■ Parts of the exercise ■
[1] In the Cosmic Muffin passage, how much did Kenneth London pay for the aircraft at auction?
[2] Arrange the entries as a JSON list of strings, one string per line and no blank lines, starting at the line containing "Scan the photo. Do you find any sky?" and ending at the last line of the entries.

■ Text excerpt ■
________________
1969 would see real estate broker and pilot Kenneth London purchase the aircraft at an auction for $62.00. Knowing that he could not return the Stratoliner to the skies, he reasoned that he could introduce it to the water! Thus, he removed the wings and tail, trucked the fuselage to a marina, and spent the next four years making the fuselage seaworthy as a motor yacht. In 1974, the new Londonaire, as he called it, took to the waters of Fort Lauderdale, propelled by two V-8 engines with controls linked to the yokes and throttle quadrant in the cockpit and fitted with a new interior. The Londonaire would become very popular within both the aviation and the yachting circles in Florida, and its notoriety continued when the “plane boat” came under the ownership of Dave Drimmer in 1981, who found that the Londonaire needed an extensive remodel and hull repairs. Following this refurbishment, Drimmer would receive attention from all kinds of publications, from the Miami Herald to People magazine and Oprah. It eventually received the name Cosmic Muffin from the late singer Jimmy Buffett, also a passionate aviator, and included the Cosmic Muffin in his first novel Where is Joe Merchant?, and his song, “Desdemona’s Building a Rocket Ship” from his 1996 album Banana Wind.
By 2016, Drimmer decided to have the Cosmic Muffin displayed at the Florida Air Museum in Lakeland, Florida, the venue for the Sun ‘n Fun Aerospace Expo. While the museum did seem a natural place due to the Stratoliner’s deep roots in Florida and its extensive archival collections on Howard Hughes, there was no room to display it indoors.
________________
■ Information shown ■
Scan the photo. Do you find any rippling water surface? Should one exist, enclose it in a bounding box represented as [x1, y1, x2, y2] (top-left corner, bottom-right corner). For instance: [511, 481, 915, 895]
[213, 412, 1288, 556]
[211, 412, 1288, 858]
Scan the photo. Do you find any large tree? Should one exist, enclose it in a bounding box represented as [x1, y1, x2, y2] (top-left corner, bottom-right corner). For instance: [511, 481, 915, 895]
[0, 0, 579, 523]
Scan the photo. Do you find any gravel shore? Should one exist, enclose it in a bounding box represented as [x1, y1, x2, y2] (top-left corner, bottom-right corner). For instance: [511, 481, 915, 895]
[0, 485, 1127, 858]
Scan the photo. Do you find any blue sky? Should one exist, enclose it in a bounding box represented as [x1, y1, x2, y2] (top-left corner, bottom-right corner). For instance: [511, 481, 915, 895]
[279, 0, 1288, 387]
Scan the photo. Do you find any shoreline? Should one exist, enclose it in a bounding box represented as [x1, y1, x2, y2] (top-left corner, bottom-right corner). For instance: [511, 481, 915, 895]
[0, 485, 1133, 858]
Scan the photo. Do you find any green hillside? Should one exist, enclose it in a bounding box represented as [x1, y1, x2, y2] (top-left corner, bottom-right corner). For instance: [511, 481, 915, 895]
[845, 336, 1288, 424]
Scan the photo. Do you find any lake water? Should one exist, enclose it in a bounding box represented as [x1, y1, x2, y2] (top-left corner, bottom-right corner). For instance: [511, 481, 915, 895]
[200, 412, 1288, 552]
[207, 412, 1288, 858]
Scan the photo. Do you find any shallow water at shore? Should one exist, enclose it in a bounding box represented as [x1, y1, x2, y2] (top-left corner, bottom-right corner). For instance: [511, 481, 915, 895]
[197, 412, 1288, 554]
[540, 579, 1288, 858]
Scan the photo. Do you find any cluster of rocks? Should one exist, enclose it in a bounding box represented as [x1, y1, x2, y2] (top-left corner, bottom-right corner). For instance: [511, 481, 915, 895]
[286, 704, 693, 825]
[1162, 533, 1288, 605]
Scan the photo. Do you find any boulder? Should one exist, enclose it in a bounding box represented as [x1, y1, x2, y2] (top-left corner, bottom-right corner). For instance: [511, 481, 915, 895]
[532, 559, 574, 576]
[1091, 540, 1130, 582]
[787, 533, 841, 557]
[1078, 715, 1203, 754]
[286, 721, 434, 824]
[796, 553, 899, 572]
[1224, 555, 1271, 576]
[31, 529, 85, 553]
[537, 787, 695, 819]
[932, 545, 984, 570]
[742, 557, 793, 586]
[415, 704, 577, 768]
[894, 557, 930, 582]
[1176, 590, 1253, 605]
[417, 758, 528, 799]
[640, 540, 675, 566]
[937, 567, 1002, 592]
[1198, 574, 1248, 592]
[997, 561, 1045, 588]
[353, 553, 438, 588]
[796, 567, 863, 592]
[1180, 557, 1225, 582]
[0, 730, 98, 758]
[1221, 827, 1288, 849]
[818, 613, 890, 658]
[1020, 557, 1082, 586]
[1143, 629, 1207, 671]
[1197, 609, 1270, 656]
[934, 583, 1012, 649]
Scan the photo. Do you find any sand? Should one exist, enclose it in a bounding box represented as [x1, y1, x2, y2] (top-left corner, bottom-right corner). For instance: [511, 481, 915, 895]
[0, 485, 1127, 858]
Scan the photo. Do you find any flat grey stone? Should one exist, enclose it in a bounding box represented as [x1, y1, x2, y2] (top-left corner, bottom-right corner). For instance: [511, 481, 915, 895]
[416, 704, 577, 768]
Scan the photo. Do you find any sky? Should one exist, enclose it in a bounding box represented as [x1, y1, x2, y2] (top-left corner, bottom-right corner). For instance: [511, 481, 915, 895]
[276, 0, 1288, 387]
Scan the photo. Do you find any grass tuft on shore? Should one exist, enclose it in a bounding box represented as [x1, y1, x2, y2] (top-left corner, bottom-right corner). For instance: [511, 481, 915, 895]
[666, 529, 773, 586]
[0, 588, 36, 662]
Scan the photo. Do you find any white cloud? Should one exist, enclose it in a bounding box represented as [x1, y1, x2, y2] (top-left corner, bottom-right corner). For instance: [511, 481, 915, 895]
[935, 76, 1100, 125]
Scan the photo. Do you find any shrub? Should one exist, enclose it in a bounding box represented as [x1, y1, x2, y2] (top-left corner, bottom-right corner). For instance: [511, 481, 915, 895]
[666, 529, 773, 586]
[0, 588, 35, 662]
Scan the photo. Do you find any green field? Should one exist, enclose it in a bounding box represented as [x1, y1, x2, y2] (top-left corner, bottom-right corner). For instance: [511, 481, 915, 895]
________________
■ Answers to the problems ■
[1] $62.00

[2]
[
  "Scan the photo. Do you find any sky? Should one exist, enclose it in a bounding box represented as [x1, y1, x2, y2] (top-left corner, bottom-right corner). For instance: [511, 481, 915, 895]",
  "[276, 0, 1288, 387]",
  "Scan the photo. Do you find any grass tuft on shore? Should one exist, enclose it in a bounding box represented as [x1, y1, x2, y2] (top-left corner, bottom-right corner). For instance: [511, 481, 915, 895]",
  "[666, 529, 773, 586]",
  "[0, 588, 36, 662]",
  "Scan the photo. Do you find any white cloud? Should one exist, enclose it in a bounding box represented as [x1, y1, x2, y2] (top-left corner, bottom-right corner). For instance: [511, 481, 915, 895]",
  "[935, 76, 1100, 125]",
  "Scan the photo. Do you find any shrub? Should one exist, enclose it in a bounding box represented as [x1, y1, x2, y2] (top-left corner, bottom-right corner). For instance: [511, 481, 915, 895]",
  "[666, 529, 773, 586]",
  "[0, 588, 35, 662]",
  "Scan the photo. Do you find any green field? Should one exist, enclose it in a bounding box represented as [x1, y1, x2, y2] (top-left corner, bottom-right corner). For instance: [511, 481, 915, 895]"
]